→ **Work instructions**:
[1] In the passage on intelligence agencies and narrative control, what year was the CIA cable that first used the term "conspiracy theories"?
[2] Carry on the passage on intelligence agencies and narrative control from its final sentence.

A key moment was when 3 whistleblowers within Shin Bet spoke out and insisted on justice after Avraham Shalom had lied to conceal the extrajudicial killing of two Palestinians who had hijacked a bus. As a Shin Bet member said during the Inquiry Commission: ‘The supreme rule after a failed op is the removal of the fingerprints of the State of Israel. Not telling the truth is an integral part of removing the problem.’ Sharon was understood to have lied to conceal systematic torture and extrajudicial killings of 80 Palestinian suspects, using a list of victims to blackmail ex-Prime-Ministers (Bergman 2018: 287).
The emphasis on deception and disinformation by Israeli secret services is also brought out in Palestinian histories (Kimmerling and Migdal 1994/2003, Pappé 2006, Khalidi 2010) and an intrinsic part of the proliferation of such patterns worldwide. Many aspects of Israel’s history remain hidden or little known, including Mossad terror campaigns targeting Jews in Iraq and Egypt during 1950-54, aimed at accelerating Jewish emigration to Israel, and propaganda that concealed the violence of the Nakba (Giladi 2003).
Narrative control in the War on Terror
Control of the media narrative by the FBI and CIA was already evident under J. Edgar Hoover, first Director of the FBI (1935-1972). When J.F.Kennedy was assassinated, and the Warren Commission advocated the ‘lone gunman’ theory, those around Hoover and President Johnson put great energy into dismissing ‘conspiracy theories’ that – far more than the idea they promoted of a Soviet or Cuban conspiracy – have consistently focused on conspiracy between FBI and/or CIA officials working with mafiosi (Summers 1980/2013, Smith 2013, Shaw 2020).
Collating all the evidence, conspiracy actually seems the essence of how intelligence agencies have operated at crucial points, especially obvious in regime changes. ‘Conspiracy theories’, as a term used to undermine critique, was first propagated through these agencies’ influence over hundreds of prominent journalists and media consortia, essentially to discredit those alleging FBI/CIA involvement in the conspiracies that gave rise to these killings. Details are disputed (e.g. in Wikipedia), but what is not in question is that the 1967 CIA cable that first used the term recommends counteracting conspiracy theories through ‘propaganda assets’ in the media.
The start of black ops on a massive scale in the Vietnam war is covered (from very different perspectives!) in the books on Colby (Woods 2013) and the drugs trade (McCoy 1972/2003, Chouvy 2011); and in how consent was ‘manufactured’ through media manipulation (Herman and Chomsky 1998/2002). The extension of black ops or covert operations in Afghanistan, Iraq and other countries, including how these were concealed from Congress through funding by drugs, is analysed in books by journalists documenting the war on terror under the Bush administrations (Risen 2006, Scahill 2007, Hastings 2008, Mazetti 2013), continuing under Obama. On Guantanamo, one of the most revealing books is Hickman’s Murder at Camp Delta (2015), which documents systematic torture at a ‘black site’ in a secluded area in Guantanamo, and the death of three prisoners there.

→ **Source excerpt**:
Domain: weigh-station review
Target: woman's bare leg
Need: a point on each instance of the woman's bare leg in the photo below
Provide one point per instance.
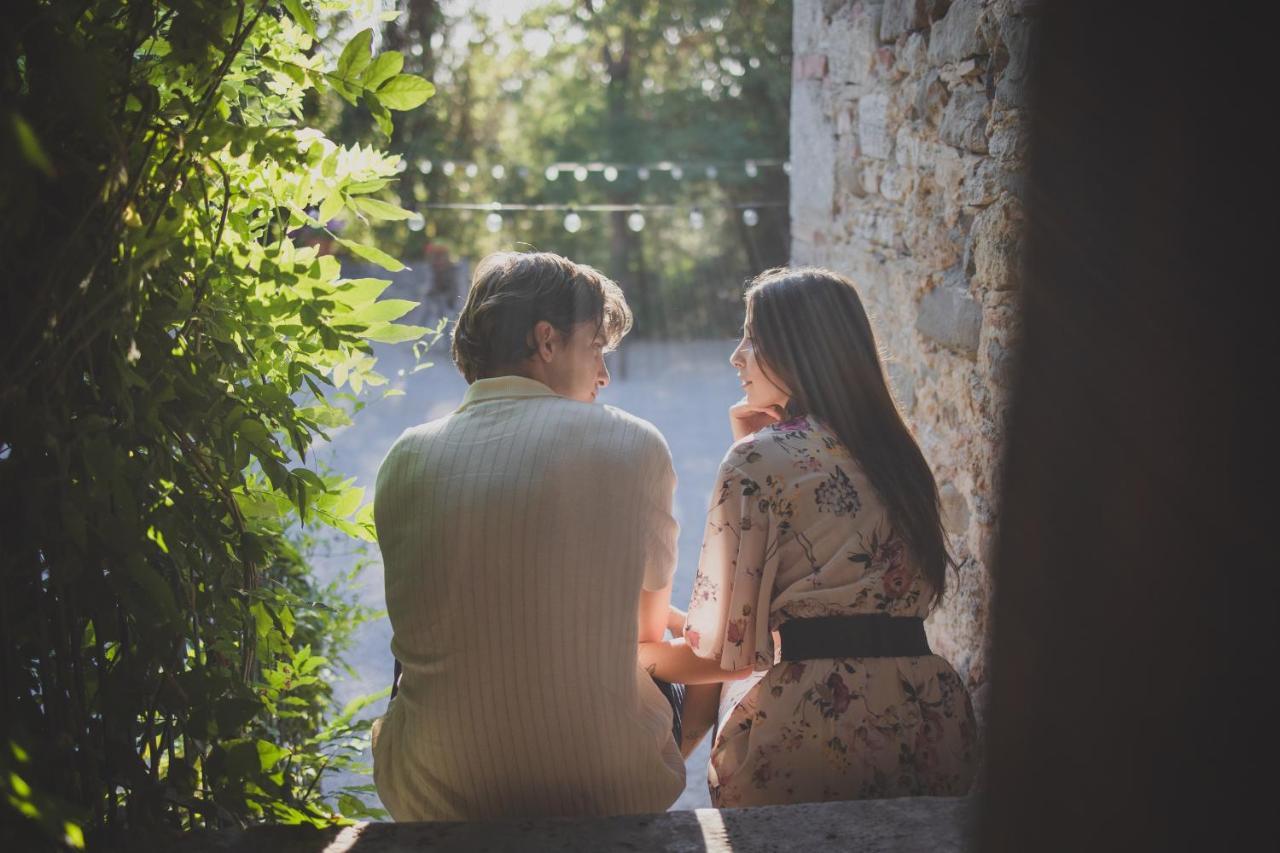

→ **Written answers**:
[1] 1967

[2]
All these books reveal patterns far beyond what is usually understood as ‘spying’, including use of torture (McCoy 2006), covert operations, disinformation and media control. Like the expertise in code-breaking and sowing disinformation, British and American expertise in covert operations ‘behind enemy lines’ during the 2nd world war, through the SAS, SIS, OSS and other services, has multiplied in the decades
Craig Murray was Britain’s ambassador to Uzbekistan at the time of Blair’s declaration of war on Iraq in 2003. He was outspoken about appalling human rights abuses in Uzbekistan, including false flag attacks, and outraged at US and UK silence about this systematic abuse, obviously because Uzbekistan was a key US/UK ally in the war on Afghanistan; and about complicity in secret renditions. His book about this (Murray 2007), also describes the violent disinformation the Foreign Office spread to try and discredit him, under evident instruction from PM Tony Blair and Foreign Secretary Jack Straw (2001-6).
The Guardian newspaper in Britain was considered relatively independent, which is why it was selected by Julian Assange and Edward Snowden as an outlet for the classified material they were revealing. The Guardian reportedly ignored ‘DA notices’, sent by the Defence & Security Media Advisory (DSMA) Committee. These are supposedly ‘voluntary’ directives sent to media outlets ‘to prevent inadvertent public disclosure of information that would compromise UK military & defence operations’. PM David Cameron issued a ‘veiled
threat’, saying he didn’t want to issue more DA notices; but on 20 July 2013, GCHQ sent a team who forced the Guardian to destroy hard drives containing the Wikileaks material. Alan Rushbridger, the Guardian’s editor-in-chief (1995-2015), called this destruction a ‘symbolic act’, and brought out several more articles following a supposedly independent line. But after Catherine Viner succeeded him in 2015, the Guardian was given the first ever interviews by an acting head, first of MI5 (Andrew Parker, November 2016) and then of MI6 (Alex Younger, March 2017). The latter came out just as the High Court was reviewing its earlier decision not to prosecute MI6’s 2004 acting head, Sir Mark Allen, over complicity in the rendition of Abdel Hakim Belhaj, an opponent of Gaddafi, to Libya in 2004, where he was tortured. Keir Starmer was the Director of Crown Prosecutions who presided over this decision not to prosecute MI6 officials over secret renditions (Kennard and Curtis 2019). So from revealing ‘wrongdoing’ by UK’s security agencies, the Guardian shifted its position drastically, receiving their special favour.
What motivated Snowden (2019) was the realisation that the NSA was engaging in mass surveillance in the USA, and that Britain’s spy agencies were doing the same thing. By 2018 it was apparent that British courts could fine them for this, but not stop them doing it (Corfield 2018).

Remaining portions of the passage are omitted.